(Beginning of Exercise input)

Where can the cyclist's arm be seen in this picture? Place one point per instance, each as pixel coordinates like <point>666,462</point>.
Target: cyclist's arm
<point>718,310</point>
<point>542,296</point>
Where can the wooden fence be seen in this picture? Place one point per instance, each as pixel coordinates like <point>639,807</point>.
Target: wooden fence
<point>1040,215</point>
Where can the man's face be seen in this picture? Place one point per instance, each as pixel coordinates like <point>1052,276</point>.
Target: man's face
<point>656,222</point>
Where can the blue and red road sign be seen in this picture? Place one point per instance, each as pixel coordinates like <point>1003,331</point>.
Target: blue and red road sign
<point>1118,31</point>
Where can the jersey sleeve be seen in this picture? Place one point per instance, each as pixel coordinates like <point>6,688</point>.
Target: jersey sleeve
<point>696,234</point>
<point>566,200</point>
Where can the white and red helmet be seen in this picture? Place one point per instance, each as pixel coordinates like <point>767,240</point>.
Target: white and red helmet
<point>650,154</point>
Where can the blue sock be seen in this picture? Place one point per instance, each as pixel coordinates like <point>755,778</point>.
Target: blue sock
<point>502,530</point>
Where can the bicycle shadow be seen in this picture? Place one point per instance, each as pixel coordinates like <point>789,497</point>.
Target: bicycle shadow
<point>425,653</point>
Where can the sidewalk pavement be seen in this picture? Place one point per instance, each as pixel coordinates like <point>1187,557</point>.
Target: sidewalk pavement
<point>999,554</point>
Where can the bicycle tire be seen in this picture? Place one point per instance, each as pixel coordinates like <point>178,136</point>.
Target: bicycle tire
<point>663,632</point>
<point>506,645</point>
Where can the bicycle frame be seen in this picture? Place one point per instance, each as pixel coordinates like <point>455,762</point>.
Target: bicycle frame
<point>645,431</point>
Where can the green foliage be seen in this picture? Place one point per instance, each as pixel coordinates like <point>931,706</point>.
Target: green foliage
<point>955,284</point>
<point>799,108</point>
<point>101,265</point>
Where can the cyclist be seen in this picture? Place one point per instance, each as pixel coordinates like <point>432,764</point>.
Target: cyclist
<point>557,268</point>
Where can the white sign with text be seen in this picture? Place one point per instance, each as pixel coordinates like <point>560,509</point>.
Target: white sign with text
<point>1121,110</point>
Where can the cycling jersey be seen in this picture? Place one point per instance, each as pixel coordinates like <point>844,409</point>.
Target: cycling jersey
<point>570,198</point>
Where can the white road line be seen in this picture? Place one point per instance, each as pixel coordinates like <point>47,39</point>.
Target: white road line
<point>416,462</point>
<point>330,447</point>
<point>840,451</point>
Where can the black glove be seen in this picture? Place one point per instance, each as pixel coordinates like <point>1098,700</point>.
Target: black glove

(End of Exercise input)

What the task asks. The listing above should be printed again in full, unchanged.

Response to the task.
Where can the cyclist's arm be seen in this picture? Place one point per instance, each as pixel coordinates like <point>666,462</point>.
Target: cyclist's arm
<point>718,310</point>
<point>542,296</point>
Where can the wooden fence be seen in this picture? Place one point per instance, each as pixel coordinates like <point>639,807</point>.
Target: wooden fence
<point>1040,215</point>
Where can the man's face be seen in this picture? Place one point per instance, each as pixel coordinates like <point>1052,276</point>.
Target: man's face
<point>656,222</point>
Where can the blue and red road sign be seen in this picture? Place one point per instance, each as pixel coordinates like <point>1003,331</point>.
Target: blue and red road sign
<point>1118,31</point>
Where can the jersey sleeve be seen in this picture? Place one point per instance, each as pixel coordinates like <point>6,688</point>.
Target: jersey sleeve
<point>696,234</point>
<point>566,200</point>
Where can the white and red helmet be seen in this picture? Place one point per instance, each as pixel coordinates like <point>767,240</point>.
Target: white and red helmet
<point>650,154</point>
Where can the blue sock be seen in this picture? Place one point per instance, each as pixel coordinates like <point>755,778</point>.
Target: blue sock
<point>502,530</point>
Where can the bicycle shadow be seen in this picture? Place one point per instance, each as pixel coordinates like <point>789,497</point>.
Target: bicycle shadow
<point>425,653</point>
Where can the sidewalk pavement be seen in this picture? Place one point per instance, each as pixel coordinates like <point>1187,557</point>.
Target: sidewalk pavement
<point>999,554</point>
Where can the bicycle tire be seen in this picture? Place one point per instance, each as pixel coordinates like <point>178,136</point>.
Target: bicycle tire
<point>663,632</point>
<point>506,645</point>
Where can the bicycle frame be seen in this picture? Place one point per instance, each as pixel coordinates like <point>455,762</point>.
Target: bicycle frame
<point>645,431</point>
Where can the green foliage be seen in this picture? Place one point per instance, each as pixel coordinates like <point>931,706</point>.
Target: green foliage
<point>955,284</point>
<point>799,108</point>
<point>101,265</point>
Where can the cyclist be seen in this picture? Place one point per instance, each as pixel coordinates like <point>432,764</point>.
Target: cyclist
<point>557,268</point>
Where can the white sign with text be seen in this picture? Place one point per instance, each as pixel coordinates like <point>560,509</point>.
Target: white sign with text
<point>1121,110</point>
Where can the cycling jersey be seen in this picture? Place one point per instance, each as pixel coordinates like <point>844,409</point>.
Target: cycling jersey
<point>570,198</point>
Where can the white road line be seen in this picture? Place one point per instance, each as pixel coordinates like <point>47,39</point>.
Target: white road line
<point>416,462</point>
<point>330,447</point>
<point>840,451</point>
Where can the black glove be seen in this picture? Place one point per instance, each as pixel coordinates like <point>1098,700</point>.
Target: black glove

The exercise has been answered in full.